Records from a data source:
━━━━━━━━
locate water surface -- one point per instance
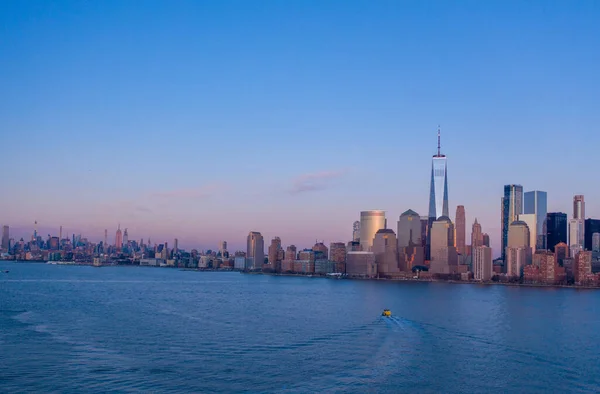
(135, 329)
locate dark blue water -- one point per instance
(68, 328)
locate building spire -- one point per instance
(439, 145)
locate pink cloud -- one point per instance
(315, 181)
(191, 193)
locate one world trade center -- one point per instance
(438, 193)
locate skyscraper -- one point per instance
(536, 202)
(512, 207)
(119, 238)
(591, 227)
(476, 235)
(518, 251)
(443, 254)
(578, 207)
(482, 263)
(409, 229)
(275, 253)
(370, 223)
(255, 250)
(556, 229)
(596, 242)
(576, 233)
(385, 247)
(460, 232)
(356, 231)
(438, 192)
(5, 237)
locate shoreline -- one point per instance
(455, 282)
(312, 276)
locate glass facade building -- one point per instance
(512, 207)
(536, 202)
(556, 229)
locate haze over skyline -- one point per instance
(203, 121)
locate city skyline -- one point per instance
(187, 138)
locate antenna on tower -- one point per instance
(439, 145)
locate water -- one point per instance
(130, 329)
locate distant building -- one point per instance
(578, 207)
(556, 229)
(385, 247)
(518, 252)
(486, 240)
(255, 250)
(482, 263)
(576, 233)
(512, 207)
(370, 223)
(596, 242)
(476, 235)
(561, 251)
(582, 268)
(531, 220)
(444, 259)
(536, 203)
(361, 264)
(5, 237)
(460, 230)
(591, 227)
(119, 238)
(356, 231)
(409, 229)
(321, 251)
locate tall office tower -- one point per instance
(356, 231)
(460, 233)
(223, 247)
(5, 237)
(582, 268)
(531, 220)
(370, 223)
(274, 253)
(337, 252)
(290, 253)
(321, 251)
(255, 250)
(596, 242)
(438, 192)
(518, 250)
(119, 238)
(385, 247)
(536, 202)
(482, 263)
(409, 229)
(444, 259)
(578, 207)
(591, 227)
(561, 251)
(476, 235)
(556, 229)
(576, 233)
(512, 207)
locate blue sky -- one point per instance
(205, 120)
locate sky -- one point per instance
(204, 120)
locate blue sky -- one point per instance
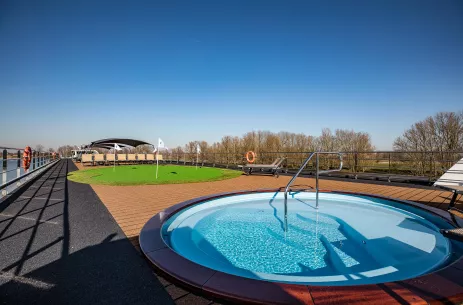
(77, 71)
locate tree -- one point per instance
(39, 148)
(432, 141)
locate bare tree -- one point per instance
(430, 144)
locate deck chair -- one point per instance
(141, 158)
(452, 180)
(110, 159)
(87, 158)
(99, 158)
(132, 158)
(273, 168)
(150, 158)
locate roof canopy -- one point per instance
(109, 143)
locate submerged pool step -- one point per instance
(456, 234)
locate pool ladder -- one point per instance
(317, 172)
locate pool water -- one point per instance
(348, 240)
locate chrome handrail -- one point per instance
(317, 172)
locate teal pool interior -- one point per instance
(348, 240)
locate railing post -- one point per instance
(5, 165)
(316, 183)
(18, 168)
(389, 170)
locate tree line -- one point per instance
(433, 144)
(428, 146)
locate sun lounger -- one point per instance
(273, 168)
(141, 158)
(452, 181)
(131, 158)
(87, 158)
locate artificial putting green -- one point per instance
(146, 174)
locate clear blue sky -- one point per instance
(76, 71)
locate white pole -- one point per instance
(157, 164)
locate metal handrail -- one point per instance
(317, 172)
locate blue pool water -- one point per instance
(349, 240)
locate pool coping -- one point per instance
(444, 286)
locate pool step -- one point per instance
(456, 234)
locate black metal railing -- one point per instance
(415, 163)
(12, 172)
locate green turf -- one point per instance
(146, 174)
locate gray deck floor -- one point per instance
(60, 245)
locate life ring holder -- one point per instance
(253, 155)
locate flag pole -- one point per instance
(157, 163)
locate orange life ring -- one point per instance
(253, 155)
(27, 157)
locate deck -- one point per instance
(65, 243)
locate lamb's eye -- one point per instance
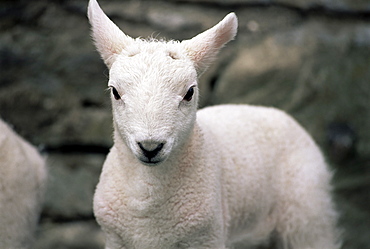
(189, 94)
(115, 93)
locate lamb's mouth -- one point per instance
(150, 161)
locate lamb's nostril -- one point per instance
(150, 149)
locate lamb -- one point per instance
(22, 184)
(229, 176)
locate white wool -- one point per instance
(22, 180)
(232, 176)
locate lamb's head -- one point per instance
(154, 83)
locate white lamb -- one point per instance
(232, 176)
(22, 181)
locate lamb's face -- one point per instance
(154, 98)
(154, 86)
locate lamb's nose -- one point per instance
(150, 148)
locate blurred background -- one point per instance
(310, 58)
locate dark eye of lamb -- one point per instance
(115, 93)
(189, 94)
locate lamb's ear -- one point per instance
(203, 48)
(108, 38)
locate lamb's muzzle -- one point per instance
(150, 150)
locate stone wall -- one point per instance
(308, 57)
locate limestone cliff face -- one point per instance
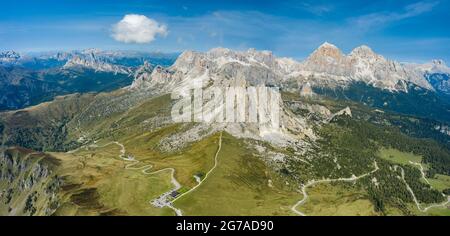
━━━━━━━━
EXERCISE OBJECTIVE: Count the lines in the items above that contain the string "deck". Reply with the number alone.

RESULT OF THE TASK: 3